◆ Required action
Print the whole listing below again, exactly as given.

◆ Extracted material
Start of Block

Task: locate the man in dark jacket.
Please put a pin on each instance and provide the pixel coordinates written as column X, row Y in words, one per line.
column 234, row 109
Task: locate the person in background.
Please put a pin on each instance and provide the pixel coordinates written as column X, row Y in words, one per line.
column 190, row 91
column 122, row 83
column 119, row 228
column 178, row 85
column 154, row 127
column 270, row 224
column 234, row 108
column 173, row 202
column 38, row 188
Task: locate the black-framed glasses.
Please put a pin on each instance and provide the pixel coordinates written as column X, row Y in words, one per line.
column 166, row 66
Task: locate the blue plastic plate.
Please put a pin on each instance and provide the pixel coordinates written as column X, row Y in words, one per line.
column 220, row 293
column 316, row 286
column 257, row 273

End of Block

◆ Result of the task
Task: locate the man in dark jacket.
Please put a pin on each instance and provide the pixel coordinates written as column X, row Y in words, one per line.
column 234, row 109
Task: locate the person in background.
Please put a pin on each instance and provide the pixel coordinates written as column X, row Y in words, one per line.
column 190, row 91
column 122, row 83
column 119, row 228
column 178, row 85
column 154, row 127
column 270, row 224
column 234, row 108
column 173, row 202
column 38, row 188
Task: locate the black-framed glasses.
Please put a pin on each instance and provide the pixel coordinates written as column X, row Y in words, one per line.
column 166, row 66
Task: locate the blue plastic plate.
Please put a pin on each instance and provide the pixel coordinates written as column X, row Y in words, one per line.
column 220, row 293
column 316, row 286
column 257, row 273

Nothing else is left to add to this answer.